- _Request a_: List every line in the records below that contains the word "dried".

By Richard A. Donovan
As you drive toward Cape Town from the airport, your eyes seek Table Mountain in the distance, then strain for the city's skyline and glimpses of the Atlantic Ocean. But you are distracted from Cape Town's panoramic beauty by the devastated lands that surround your drive. To the left and right, encircling you, sprawls Khayelitsha, South Africa's largest and perhaps most impoverished shanty town, reserved for Cape Town's black population.
On the outskirts of Cape Town, between Khayelitsha and the city itself, lie the remnants of District Six, a once-pulsating "colored" (or mixed race) community of 60,000 persons that the apartheid government bulldozed in 1966 to make room for a "whites only" settlement. In protest against the government—for thirty years—liberal whites have eschewed District Six. While there has been talk about rebuilding these wasted lands, no plans have materialized; the ruins are too charged with anger, guilt and pain to "correct" superficially.
Here and there throughout the country, areas like Khayelitsha and District Six stretch, great scars across South Africa's beautiful face. Everywhere one sees the ravages of apartheid and the complexity of its aftermath. The historic 1994 elections formally rejected apartheid and resulted in a change of governments, but too many issues of basic human survival were uncovered to be addressed at once.
Education, obviously a key to South Africa's future, is just one of a list of competing priorities. Enrollment statistics capture the scope and urgency of the problem: while college-going rates for South African Blacks have increased recently, less than 1 percent of Black 20-24 year-olds attended college or university in 1993-1994, as opposed to 61 percent of South African Indians and 54 percent of South African Whites.
Yet Nelson Mandela's government cannot afford to look solely or even primarily at education. In Cape Town, gang violence erupts in the townships of Cape Flats, while to the north the government must contend with the lack of housing, water, electricity and roads in the townships of Soweto and Alexandra near Johannesburg, resolve the legal, ethical and practical problems of squatters' communities like Cato Crest in Durban, and address the acute absence of essential services in rural areas. Everywhere, it must do all things at once, and in no place will governmental efforts be enough.
The shortage of physical resources to address elemental problems, however, represents only one crisis facing South Africans. The lack of trust, a second legacy of apartheid, is another—the scar under the scar. Today, which institutions and individuals truly affirm the new South Africa? While the country's historically white universities began integrating their campuses well before the 1994 elections, to many South Africans freshly empowered by apartheid's demise, universities fashioned on European models and staffed by largely white faculties may represent too-ambivalent converts to the "new" South Africa.
To a visiting American, South Africans face a daunting challenge: to rebuild their country, to reconnect those parts that still function, and to establish trust. Yet the hope, the urgency, the sheer love of the land shared by blacks and whites, to say nothing of the moral force that the repudiation of apartheid has unleashed—these are dazzling resources for South Africa to draw and build upon.
I was asked to help South Africans design partnerships to link community groups and higher education. The goal is to reduce the tension and historical isolation between educational institutions and their communities and increase the exchange of resources between them. If the work of these local partnerships truly attracts university students and staff to the country's reconstruction and development activities, students will develop practical skills even as universities engage in activities that will benefit the new South Africa and themselves simultaneously. Communities, in turn, would have greater access to the changing and growing higher education sector. My organization, the National Center for Urban Partnerships, was honored to be asked to participate in this grand experiment.

- _Records supplied_:
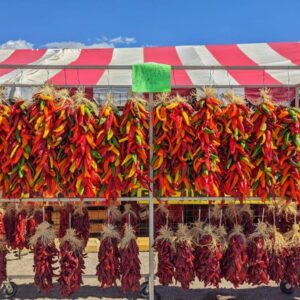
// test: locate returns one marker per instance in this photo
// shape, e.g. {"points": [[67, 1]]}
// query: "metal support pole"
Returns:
{"points": [[151, 205], [297, 104]]}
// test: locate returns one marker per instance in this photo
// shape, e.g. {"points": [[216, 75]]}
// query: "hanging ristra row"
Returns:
{"points": [[57, 145]]}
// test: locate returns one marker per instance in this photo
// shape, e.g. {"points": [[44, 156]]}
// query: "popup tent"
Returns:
{"points": [[244, 65]]}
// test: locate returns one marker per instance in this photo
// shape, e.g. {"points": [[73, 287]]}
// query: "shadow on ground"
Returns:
{"points": [[28, 291]]}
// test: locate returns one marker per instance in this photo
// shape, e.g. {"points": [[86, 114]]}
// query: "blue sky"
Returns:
{"points": [[123, 23]]}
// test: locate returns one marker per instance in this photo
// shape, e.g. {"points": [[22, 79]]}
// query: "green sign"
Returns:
{"points": [[151, 78]]}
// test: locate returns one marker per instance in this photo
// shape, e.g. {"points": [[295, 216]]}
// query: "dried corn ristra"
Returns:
{"points": [[173, 141], [134, 146], [18, 168], [107, 152], [264, 152], [288, 143], [234, 149], [206, 161], [79, 167], [43, 117], [60, 136]]}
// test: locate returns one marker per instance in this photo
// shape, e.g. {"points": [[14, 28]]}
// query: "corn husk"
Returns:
{"points": [[237, 230], [129, 210], [79, 209], [74, 241], [196, 231], [221, 233], [262, 231], [213, 245], [183, 234], [279, 242], [166, 234], [109, 232], [129, 235], [80, 98], [293, 236], [45, 233], [115, 213]]}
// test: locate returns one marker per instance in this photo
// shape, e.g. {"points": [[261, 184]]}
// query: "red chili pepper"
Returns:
{"points": [[108, 268]]}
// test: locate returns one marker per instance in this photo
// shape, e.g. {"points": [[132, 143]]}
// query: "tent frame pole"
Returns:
{"points": [[151, 204], [297, 89]]}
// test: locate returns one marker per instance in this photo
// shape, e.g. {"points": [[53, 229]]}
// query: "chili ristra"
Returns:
{"points": [[184, 257], [130, 265], [206, 161], [71, 263], [164, 245], [45, 256], [235, 261], [108, 268]]}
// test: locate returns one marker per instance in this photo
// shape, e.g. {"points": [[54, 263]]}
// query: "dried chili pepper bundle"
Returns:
{"points": [[81, 224], [258, 258], [3, 260], [79, 169], [235, 260], [164, 245], [107, 153], [264, 154], [71, 263], [130, 217], [39, 215], [209, 258], [161, 215], [218, 215], [163, 177], [43, 117], [115, 216], [10, 218], [236, 164], [287, 137], [60, 140], [232, 216], [45, 256], [173, 152], [4, 130], [292, 275], [286, 214], [108, 268], [30, 228], [18, 167], [130, 265], [184, 258], [278, 256], [65, 215], [206, 161], [2, 222], [245, 216], [134, 146], [20, 229]]}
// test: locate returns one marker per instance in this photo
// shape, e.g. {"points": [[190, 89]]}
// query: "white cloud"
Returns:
{"points": [[104, 42], [16, 44]]}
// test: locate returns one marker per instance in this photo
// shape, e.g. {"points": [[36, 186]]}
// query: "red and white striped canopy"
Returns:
{"points": [[263, 54]]}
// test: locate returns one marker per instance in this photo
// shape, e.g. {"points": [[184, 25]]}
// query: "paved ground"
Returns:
{"points": [[91, 290]]}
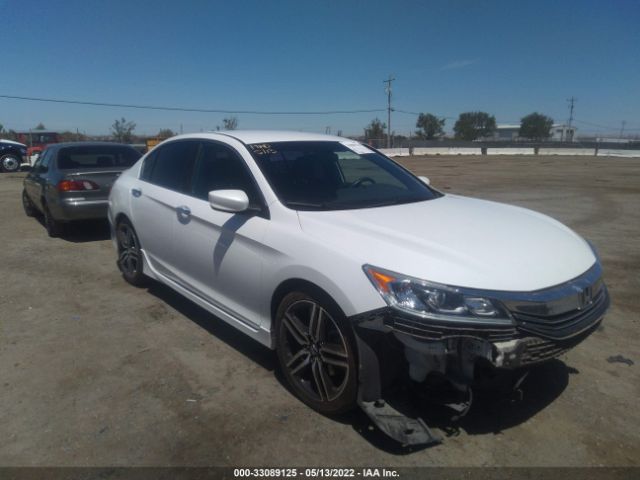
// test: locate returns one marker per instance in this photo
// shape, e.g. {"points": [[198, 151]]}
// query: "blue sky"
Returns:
{"points": [[508, 58]]}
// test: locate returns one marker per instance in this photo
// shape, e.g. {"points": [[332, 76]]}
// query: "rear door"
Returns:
{"points": [[36, 183], [155, 200], [98, 165], [219, 255]]}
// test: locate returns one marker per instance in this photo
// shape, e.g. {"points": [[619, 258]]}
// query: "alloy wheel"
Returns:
{"points": [[128, 250], [315, 351]]}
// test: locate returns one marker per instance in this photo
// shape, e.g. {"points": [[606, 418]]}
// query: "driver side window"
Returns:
{"points": [[221, 168], [42, 164]]}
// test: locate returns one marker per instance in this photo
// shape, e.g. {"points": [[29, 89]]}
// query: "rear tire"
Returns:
{"points": [[129, 254], [10, 163], [315, 348], [53, 226], [27, 204]]}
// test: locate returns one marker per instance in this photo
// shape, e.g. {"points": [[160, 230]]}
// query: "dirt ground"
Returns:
{"points": [[94, 372]]}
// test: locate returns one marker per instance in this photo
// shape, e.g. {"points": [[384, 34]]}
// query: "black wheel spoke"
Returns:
{"points": [[321, 380], [299, 361], [316, 323], [333, 354], [296, 329]]}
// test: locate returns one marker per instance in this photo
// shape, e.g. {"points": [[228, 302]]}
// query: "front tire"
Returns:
{"points": [[129, 254], [316, 353], [10, 163]]}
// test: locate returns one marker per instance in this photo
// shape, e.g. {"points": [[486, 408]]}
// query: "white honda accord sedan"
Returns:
{"points": [[353, 269]]}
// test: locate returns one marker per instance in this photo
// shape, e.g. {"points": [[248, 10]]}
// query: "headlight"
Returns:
{"points": [[435, 301]]}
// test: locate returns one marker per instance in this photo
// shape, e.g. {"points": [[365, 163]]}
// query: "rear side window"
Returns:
{"points": [[96, 157], [171, 165], [221, 168]]}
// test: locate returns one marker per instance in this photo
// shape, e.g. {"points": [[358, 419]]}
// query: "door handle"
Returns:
{"points": [[184, 211]]}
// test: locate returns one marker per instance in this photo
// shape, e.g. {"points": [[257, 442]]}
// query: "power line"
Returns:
{"points": [[187, 109], [572, 102]]}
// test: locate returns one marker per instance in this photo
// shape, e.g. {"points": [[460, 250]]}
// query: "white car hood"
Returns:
{"points": [[457, 241]]}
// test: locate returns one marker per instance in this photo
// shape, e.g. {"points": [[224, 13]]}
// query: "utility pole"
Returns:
{"points": [[388, 90], [572, 102]]}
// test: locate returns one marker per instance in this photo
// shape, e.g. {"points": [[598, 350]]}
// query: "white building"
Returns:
{"points": [[563, 133], [559, 133]]}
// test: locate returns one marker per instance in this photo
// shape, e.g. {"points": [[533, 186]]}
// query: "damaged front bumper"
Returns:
{"points": [[546, 324]]}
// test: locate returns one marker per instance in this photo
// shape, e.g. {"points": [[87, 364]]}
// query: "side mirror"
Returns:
{"points": [[229, 200]]}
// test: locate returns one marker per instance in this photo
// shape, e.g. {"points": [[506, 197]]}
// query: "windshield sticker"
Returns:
{"points": [[262, 149], [357, 147]]}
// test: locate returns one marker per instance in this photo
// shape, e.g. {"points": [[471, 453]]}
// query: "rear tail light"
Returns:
{"points": [[77, 185]]}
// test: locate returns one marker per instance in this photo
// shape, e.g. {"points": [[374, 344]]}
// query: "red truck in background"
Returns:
{"points": [[37, 140]]}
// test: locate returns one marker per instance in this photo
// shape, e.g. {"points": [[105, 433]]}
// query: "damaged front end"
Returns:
{"points": [[507, 332]]}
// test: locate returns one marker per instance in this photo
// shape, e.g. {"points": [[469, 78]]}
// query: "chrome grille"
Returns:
{"points": [[567, 324]]}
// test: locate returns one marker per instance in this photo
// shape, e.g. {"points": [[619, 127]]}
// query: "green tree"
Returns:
{"points": [[375, 130], [430, 126], [122, 130], [230, 123], [165, 133], [474, 125], [536, 126]]}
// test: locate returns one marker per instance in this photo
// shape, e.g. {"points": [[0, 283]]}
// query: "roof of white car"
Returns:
{"points": [[265, 136]]}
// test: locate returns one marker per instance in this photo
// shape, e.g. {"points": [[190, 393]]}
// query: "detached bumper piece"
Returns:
{"points": [[546, 324], [407, 431]]}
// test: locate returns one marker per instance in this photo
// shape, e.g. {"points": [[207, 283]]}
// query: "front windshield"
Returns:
{"points": [[309, 175]]}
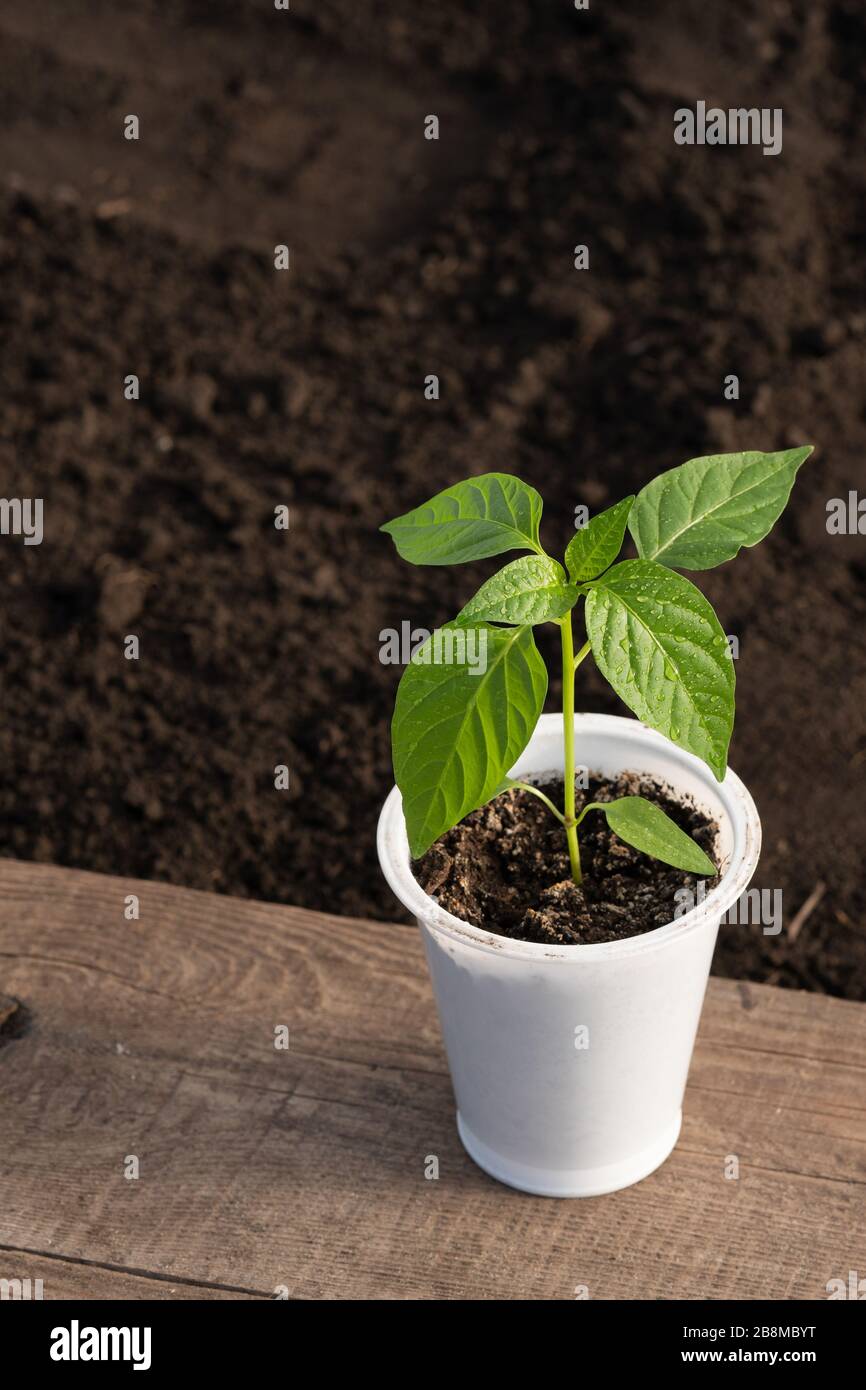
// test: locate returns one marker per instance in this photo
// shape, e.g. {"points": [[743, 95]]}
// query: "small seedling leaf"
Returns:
{"points": [[599, 542], [701, 513], [659, 644], [458, 729], [647, 827], [471, 520], [530, 590]]}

- _Request b_: Rewrite the essay on South Africa from "Yet Nelson Mandela's" up to and including "efforts be enough.", replacing "gang violence" with "street violence".

- _Response a_:
// query: "dried corn ristra"
// query: "dried chili pepper bundle"

- _Response b_:
Yet Nelson Mandela's government cannot afford to look solely or even primarily at education. In Cape Town, street violence erupts in the townships of Cape Flats, while to the north the government must contend with the lack of housing, water, electricity and roads in the townships of Soweto and Alexandra near Johannesburg, resolve the legal, ethical and practical problems of squatters' communities like Cato Crest in Durban, and address the acute absence of essential services in rural areas. Everywhere, it must do all things at once, and in no place will governmental efforts be enough.